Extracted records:

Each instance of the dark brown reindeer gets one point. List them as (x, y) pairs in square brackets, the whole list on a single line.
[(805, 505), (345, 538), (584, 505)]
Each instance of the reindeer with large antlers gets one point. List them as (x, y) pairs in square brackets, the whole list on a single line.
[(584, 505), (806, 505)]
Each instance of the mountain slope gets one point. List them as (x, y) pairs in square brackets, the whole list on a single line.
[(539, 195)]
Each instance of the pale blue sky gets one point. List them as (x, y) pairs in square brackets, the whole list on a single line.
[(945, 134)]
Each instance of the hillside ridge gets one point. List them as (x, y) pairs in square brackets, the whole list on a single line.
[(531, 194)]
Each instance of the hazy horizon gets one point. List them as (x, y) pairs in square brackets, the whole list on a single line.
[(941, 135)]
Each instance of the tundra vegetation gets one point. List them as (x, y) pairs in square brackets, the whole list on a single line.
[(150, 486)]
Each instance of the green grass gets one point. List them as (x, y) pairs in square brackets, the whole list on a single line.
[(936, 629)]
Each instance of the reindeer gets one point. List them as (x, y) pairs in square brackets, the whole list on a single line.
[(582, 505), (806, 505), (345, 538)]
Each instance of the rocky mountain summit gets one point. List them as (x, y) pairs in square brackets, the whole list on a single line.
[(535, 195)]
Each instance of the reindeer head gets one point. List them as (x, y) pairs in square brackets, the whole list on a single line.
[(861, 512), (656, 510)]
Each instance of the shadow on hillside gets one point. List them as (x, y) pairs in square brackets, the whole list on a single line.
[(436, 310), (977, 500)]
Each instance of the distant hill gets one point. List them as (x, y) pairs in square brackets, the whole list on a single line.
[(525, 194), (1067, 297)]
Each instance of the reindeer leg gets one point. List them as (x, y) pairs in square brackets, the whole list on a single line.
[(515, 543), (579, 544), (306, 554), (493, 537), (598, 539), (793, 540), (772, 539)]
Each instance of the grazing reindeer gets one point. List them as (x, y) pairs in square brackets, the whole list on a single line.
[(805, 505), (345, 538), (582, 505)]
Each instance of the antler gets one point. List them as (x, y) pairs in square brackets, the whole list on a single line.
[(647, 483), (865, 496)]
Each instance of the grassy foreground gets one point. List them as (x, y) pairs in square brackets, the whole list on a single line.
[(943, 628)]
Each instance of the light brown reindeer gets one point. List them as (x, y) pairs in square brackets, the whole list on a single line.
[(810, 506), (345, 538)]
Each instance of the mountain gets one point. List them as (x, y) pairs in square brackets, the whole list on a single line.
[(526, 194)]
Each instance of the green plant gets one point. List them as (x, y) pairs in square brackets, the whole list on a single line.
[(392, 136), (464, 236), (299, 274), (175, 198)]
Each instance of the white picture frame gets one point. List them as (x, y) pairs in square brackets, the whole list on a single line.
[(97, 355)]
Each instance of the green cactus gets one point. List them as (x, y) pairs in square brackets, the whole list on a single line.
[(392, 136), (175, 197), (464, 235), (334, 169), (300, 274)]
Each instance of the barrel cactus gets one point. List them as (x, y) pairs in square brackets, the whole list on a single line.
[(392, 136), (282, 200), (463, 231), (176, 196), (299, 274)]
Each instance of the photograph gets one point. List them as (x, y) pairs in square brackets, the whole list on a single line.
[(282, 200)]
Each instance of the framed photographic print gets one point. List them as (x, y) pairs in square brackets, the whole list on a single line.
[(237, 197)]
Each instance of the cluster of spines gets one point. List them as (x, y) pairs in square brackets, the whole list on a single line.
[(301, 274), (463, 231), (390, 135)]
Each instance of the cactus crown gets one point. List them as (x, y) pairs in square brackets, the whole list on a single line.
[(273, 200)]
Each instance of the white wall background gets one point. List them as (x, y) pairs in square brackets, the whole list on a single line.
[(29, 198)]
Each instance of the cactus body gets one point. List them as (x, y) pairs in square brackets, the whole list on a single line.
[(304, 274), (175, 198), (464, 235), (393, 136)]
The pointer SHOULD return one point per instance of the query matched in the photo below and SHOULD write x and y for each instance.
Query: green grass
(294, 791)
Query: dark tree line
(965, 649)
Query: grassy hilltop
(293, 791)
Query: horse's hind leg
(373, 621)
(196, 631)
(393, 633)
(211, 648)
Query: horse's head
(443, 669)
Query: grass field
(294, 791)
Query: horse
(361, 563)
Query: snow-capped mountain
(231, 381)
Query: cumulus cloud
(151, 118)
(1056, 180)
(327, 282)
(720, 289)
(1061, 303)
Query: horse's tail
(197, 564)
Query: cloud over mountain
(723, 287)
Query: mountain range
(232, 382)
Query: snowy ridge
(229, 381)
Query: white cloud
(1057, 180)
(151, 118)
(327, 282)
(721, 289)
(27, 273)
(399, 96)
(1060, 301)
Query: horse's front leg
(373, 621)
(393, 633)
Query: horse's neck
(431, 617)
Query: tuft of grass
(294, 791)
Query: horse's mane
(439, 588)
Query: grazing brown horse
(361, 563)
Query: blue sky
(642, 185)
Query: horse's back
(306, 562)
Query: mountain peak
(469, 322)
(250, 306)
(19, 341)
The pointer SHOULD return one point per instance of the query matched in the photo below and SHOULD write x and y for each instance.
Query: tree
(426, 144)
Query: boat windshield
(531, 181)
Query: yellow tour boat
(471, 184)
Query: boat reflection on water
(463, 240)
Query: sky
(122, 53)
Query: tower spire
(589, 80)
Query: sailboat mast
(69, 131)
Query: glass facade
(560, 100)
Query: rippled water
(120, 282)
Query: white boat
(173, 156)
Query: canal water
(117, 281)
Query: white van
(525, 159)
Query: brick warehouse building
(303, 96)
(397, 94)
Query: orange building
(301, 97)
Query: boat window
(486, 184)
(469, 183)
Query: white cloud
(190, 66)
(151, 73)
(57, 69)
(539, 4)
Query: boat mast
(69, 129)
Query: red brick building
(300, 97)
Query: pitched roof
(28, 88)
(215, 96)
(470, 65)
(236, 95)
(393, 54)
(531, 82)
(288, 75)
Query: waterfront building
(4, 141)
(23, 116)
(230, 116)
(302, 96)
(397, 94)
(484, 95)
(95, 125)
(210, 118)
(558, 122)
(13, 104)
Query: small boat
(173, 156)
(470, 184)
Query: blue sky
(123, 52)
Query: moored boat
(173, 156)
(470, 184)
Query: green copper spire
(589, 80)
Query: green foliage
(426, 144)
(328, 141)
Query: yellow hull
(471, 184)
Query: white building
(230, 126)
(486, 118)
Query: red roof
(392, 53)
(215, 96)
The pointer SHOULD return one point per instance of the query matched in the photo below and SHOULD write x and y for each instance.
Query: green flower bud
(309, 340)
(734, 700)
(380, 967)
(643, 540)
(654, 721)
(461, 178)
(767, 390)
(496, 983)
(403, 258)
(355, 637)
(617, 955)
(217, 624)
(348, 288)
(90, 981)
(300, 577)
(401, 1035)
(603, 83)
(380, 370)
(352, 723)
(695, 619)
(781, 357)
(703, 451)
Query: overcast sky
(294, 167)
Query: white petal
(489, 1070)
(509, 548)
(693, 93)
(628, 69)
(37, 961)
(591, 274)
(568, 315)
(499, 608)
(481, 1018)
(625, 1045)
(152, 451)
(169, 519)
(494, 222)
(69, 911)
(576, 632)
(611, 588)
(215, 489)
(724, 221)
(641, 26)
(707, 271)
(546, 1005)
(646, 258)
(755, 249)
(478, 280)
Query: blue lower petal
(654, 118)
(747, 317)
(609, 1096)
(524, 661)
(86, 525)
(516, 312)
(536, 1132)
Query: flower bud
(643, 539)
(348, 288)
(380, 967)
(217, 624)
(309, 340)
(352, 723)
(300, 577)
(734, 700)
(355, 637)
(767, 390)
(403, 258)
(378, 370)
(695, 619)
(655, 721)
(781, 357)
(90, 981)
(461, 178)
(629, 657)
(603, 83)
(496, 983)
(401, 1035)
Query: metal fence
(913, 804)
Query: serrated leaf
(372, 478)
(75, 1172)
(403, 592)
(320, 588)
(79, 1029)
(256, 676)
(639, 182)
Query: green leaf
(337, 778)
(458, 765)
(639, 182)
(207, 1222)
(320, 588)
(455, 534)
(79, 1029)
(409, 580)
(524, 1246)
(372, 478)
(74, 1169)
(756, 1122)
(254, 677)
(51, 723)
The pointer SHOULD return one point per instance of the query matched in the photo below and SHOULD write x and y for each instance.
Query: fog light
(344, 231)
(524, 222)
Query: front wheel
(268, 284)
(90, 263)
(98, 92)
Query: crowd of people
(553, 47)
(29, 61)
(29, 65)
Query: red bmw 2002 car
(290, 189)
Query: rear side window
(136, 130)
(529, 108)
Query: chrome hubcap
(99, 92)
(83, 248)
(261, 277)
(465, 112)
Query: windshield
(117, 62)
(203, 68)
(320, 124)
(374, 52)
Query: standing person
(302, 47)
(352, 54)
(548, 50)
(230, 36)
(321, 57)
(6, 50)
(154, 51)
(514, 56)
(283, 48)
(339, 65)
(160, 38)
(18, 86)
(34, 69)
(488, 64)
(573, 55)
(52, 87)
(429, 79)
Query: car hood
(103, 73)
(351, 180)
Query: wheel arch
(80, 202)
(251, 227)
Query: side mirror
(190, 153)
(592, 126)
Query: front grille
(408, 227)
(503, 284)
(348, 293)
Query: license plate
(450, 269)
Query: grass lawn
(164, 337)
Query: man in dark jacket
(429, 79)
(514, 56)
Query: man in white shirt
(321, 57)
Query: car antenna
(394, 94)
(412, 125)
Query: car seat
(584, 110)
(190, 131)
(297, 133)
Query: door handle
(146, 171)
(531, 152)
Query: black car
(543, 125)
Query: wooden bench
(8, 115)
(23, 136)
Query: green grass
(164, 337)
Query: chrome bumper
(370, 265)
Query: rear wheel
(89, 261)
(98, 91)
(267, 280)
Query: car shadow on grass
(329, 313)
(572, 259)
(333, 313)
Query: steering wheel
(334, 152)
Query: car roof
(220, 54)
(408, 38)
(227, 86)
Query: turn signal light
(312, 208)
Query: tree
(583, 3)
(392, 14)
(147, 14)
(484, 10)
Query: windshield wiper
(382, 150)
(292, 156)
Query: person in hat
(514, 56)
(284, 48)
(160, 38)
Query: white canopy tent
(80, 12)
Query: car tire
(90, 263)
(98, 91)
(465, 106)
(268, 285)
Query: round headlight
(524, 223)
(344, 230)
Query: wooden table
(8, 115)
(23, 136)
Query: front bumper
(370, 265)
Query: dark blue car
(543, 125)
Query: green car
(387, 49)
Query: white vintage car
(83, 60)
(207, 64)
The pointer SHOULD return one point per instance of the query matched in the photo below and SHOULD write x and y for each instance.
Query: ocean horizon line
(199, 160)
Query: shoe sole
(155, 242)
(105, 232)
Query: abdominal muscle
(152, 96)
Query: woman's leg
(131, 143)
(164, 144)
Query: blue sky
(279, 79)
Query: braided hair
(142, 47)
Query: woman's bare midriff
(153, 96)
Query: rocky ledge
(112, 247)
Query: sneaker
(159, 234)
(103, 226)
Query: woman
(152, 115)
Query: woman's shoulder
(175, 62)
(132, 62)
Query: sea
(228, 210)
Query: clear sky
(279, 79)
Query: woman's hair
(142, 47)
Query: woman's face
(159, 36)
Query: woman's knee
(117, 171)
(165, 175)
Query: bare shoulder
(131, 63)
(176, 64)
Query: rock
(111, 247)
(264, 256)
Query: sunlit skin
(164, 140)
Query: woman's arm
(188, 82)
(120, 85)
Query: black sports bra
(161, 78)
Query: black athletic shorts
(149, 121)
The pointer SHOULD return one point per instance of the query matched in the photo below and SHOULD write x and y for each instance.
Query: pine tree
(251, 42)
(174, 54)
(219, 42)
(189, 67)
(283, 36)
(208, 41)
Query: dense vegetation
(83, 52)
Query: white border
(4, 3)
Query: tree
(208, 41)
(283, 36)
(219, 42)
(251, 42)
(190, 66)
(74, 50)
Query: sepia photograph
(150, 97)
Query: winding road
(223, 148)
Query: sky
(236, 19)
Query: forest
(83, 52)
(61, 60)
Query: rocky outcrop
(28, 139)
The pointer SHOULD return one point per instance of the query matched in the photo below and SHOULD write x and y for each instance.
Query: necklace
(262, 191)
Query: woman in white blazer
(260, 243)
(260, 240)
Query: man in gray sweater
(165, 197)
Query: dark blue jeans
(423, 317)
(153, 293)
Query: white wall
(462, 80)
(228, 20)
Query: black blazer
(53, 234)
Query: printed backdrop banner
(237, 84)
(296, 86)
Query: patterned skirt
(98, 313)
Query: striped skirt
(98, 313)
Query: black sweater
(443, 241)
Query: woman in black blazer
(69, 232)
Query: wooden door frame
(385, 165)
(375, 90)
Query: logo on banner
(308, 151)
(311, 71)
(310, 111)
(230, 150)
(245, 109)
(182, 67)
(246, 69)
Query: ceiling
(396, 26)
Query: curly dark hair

▶ ACTIVITY:
Your answer must be the line that contains "Query: logo on banner" and every line after it to the end of the records, reproduced exactly.

▶ TASK SOLUTION:
Query: logo on banner
(308, 151)
(311, 71)
(310, 111)
(230, 150)
(245, 109)
(182, 67)
(246, 69)
Query: ceiling
(396, 26)
Query: curly dark hair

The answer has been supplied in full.